*** Opening Excerpt to read ***

Don't be panicked by the bit about maternal death though - I panicked and googled, and they are all women who weren't receiving antenatal care, didn't know they had pp and didn't get to hospital.

darentinas Mon 15-Feb-10 16:21:02

Thanks for the link fruitful and to everyone else for such helpful information.

Guess I'd better get a hospital bag ready have got absolutely nothing for me or the baby yet.

At least now I'm prepared for what happens if I do start bleeding and will make sure to carry my notes with me etc. I'm almost 33 weeks so a good stage to get to.

Good luck to everyone else having similar issues.

Still confused as to why its sometimes referred to as a low lying placenta and other times placenta previa.

Thromdimbulator Mon 15-Feb-10 16:22:42

Can you picture how the placenta 'moves' away from the cervix? The analogy I was given was to imagine drawing two dots very close together on an uninflated balloon. As you blow air into the balloon, the space between the dots increases (although they themselves haven't actually moved at all). At 32 weeks your uterus still has a lot of expanding to do. In addition, I was told that the lower portion of your uterus expands proportionally more in the later stages of pregnancy. This would explain why placentas sometimes wait until the nail-biting 11th hour before moving clear (as mine fortunately did).

No bleeding is a very good sign.

hattyyellow Mon 15-Feb-10 16:27:29

No bleeding is a very good sign. My low lying placenta was spotted at 20 weeks but no one really mentioned it to me! It wasn't until I tried to move the date of my 32 week scan that the midwife got very cross and started emphasising the risks of this low lying placenta I didn't know I had.

Cue mad panic from googling, like you, from me - going round to all the neighbours (we live in the stix) and asking them to be on standby to help with kids/drive me to hospital if I did start bleeding.

36 week scan it had moved. And so many people had said "Oh yes, I had that and it moved in the end".

Not saying therefore yours will move too but it seems to be a very inexact science. My placenta seemed to be covering the os completely which is apparently very bad. But it still moved! I think the last scan was done trans-vaginally which is an awful lot more accurate - have yours so far been through the tummy scans?

Does make sense to have bag packed, childcare arranged, emergency plans in place in case you do bleed. Hope it all works out okay for you.

darentinas Mon 15-Feb-10 16:50:13

Thats very reassuring Hatty! Sonographer did mention that my next scan would be trans-vaginal (eek) didn't realise that this is because its more accurate than an ultrasound.

Sappholit Tue 16-Feb-10 10:26:23

Really don't worry about the trans-vaginal scan. I've had two and they're fine.

I have never said 'vagina' on a forum before.

*** Closing Excerpt to read ***
*** Opening Listed entries ***

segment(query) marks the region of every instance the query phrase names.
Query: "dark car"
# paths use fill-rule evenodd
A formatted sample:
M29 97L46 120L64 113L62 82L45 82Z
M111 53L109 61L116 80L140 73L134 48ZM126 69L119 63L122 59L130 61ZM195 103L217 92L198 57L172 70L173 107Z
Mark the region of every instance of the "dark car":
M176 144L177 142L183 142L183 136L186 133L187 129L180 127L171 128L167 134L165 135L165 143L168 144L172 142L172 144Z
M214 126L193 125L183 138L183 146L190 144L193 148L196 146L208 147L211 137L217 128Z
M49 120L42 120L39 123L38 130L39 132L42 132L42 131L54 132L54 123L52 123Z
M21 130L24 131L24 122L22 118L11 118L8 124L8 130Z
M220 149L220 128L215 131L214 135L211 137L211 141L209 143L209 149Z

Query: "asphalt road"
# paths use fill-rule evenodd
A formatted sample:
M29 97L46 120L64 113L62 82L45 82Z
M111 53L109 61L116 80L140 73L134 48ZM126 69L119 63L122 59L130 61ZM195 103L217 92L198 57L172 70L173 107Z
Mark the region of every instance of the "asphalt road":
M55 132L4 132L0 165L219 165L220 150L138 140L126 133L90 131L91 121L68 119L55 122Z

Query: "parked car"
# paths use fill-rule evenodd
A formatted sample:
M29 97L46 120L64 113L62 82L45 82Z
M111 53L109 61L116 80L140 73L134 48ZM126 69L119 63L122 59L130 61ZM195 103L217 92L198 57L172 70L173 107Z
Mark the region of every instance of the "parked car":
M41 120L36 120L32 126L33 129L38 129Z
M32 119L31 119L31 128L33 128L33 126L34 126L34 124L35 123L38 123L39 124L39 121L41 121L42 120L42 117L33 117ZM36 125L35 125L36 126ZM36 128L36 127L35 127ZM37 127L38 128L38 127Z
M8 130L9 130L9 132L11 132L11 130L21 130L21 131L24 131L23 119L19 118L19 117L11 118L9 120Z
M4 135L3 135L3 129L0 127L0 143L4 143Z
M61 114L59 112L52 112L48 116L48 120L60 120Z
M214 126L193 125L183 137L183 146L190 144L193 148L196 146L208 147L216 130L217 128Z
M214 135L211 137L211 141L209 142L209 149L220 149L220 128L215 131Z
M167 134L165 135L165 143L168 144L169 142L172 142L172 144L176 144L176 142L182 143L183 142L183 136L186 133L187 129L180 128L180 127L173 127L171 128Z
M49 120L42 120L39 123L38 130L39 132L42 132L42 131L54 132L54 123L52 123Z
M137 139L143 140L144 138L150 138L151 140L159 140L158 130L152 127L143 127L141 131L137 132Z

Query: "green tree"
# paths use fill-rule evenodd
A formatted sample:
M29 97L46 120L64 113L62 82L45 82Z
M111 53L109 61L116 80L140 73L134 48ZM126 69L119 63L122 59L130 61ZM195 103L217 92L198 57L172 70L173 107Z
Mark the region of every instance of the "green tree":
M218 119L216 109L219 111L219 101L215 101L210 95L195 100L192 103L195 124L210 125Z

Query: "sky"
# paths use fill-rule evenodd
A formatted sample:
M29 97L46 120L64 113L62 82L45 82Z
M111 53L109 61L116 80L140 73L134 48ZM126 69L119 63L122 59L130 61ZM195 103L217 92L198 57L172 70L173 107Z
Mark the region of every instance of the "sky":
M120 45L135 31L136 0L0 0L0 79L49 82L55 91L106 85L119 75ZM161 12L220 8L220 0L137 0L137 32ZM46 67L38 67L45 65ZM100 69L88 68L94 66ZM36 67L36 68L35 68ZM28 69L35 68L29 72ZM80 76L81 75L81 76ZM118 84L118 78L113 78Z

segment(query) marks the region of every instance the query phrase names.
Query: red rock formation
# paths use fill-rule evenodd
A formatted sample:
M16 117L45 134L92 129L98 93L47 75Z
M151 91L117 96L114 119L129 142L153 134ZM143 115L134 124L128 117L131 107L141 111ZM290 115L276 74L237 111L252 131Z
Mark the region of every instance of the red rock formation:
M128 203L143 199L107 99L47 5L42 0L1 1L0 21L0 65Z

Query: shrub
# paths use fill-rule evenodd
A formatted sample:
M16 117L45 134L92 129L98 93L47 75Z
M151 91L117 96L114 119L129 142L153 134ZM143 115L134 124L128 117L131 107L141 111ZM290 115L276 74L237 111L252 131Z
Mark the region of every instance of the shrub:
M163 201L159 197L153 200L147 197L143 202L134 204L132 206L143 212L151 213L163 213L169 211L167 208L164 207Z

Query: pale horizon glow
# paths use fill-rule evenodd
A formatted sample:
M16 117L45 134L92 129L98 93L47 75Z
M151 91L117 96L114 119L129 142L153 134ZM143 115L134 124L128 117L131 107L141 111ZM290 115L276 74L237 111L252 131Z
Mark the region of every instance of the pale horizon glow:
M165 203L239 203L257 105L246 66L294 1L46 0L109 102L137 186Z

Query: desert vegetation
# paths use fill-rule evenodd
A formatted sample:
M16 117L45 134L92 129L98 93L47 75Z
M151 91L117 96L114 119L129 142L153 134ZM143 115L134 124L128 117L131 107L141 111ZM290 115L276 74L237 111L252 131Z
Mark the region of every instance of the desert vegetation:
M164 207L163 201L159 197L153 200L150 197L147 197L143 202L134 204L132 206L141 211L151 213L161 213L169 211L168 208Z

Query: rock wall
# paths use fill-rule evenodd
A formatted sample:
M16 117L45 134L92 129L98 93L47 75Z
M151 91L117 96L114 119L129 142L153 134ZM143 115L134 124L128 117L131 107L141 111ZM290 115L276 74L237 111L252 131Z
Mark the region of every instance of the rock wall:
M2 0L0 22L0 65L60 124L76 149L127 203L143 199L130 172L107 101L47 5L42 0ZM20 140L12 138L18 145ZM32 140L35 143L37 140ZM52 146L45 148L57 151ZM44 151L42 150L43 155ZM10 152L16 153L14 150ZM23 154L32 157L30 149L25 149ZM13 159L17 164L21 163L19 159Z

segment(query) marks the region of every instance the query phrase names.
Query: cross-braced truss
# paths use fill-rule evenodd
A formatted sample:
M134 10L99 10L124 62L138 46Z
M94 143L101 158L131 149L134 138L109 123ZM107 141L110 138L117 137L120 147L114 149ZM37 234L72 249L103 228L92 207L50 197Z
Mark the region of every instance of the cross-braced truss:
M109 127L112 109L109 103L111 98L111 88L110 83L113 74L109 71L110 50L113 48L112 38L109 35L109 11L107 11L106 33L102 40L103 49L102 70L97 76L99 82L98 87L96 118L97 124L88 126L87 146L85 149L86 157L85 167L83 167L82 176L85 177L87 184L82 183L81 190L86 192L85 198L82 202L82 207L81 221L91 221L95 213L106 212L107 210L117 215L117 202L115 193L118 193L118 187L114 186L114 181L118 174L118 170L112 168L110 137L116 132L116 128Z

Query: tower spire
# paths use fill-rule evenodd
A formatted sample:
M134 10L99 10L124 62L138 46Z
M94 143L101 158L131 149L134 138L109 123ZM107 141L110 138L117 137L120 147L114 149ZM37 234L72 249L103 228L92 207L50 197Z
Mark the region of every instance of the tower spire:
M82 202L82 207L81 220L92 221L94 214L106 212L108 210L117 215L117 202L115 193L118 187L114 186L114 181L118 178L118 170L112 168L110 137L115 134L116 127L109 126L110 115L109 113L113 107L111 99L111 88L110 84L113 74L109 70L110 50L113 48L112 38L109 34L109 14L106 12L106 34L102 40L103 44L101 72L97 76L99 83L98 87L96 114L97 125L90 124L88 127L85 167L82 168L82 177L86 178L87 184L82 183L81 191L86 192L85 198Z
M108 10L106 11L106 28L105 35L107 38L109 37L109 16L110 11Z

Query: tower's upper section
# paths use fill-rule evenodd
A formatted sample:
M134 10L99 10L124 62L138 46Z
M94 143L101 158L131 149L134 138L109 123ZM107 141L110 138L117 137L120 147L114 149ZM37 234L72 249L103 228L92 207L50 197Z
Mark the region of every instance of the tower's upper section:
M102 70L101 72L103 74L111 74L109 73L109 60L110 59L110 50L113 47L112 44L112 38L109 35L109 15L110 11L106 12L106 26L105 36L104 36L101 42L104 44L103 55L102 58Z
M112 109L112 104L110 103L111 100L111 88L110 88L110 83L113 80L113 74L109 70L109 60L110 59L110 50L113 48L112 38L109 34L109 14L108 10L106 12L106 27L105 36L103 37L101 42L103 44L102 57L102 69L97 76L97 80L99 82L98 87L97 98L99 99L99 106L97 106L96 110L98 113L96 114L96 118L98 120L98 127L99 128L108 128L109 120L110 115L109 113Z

*** Closing Listed entries ***

▶ [Tasks and exercises]:
1. Print the stretch of the forum thread about low-lying placenta from "Not saying therefore" through "than an ultrasound.", copied word for word.
2. In the forum thread about low-lying placenta, at how many weeks was hattyyellow's low lying placenta first spotted?

▶ [Answers for the exercise]:
1.
Not saying therefore yours will move too but it seems to be a very inexact science. My placenta seemed to be covering the os completely which is apparently very bad. But it still moved! I think the last scan was done trans-vaginally which is an awful lot more accurate - have yours so far been through the tummy scans?

Does make sense to have bag packed, childcare arranged, emergency plans in place in case you do bleed. Hope it all works out okay for you.

darentinas Mon 15-Feb-10 16:50:13

Thats very reassuring Hatty! Sonographer did mention that my next scan would be trans-vaginal (eek) didn't realise that this is because its more accurate than an ultrasound.

2. At 20 weeks.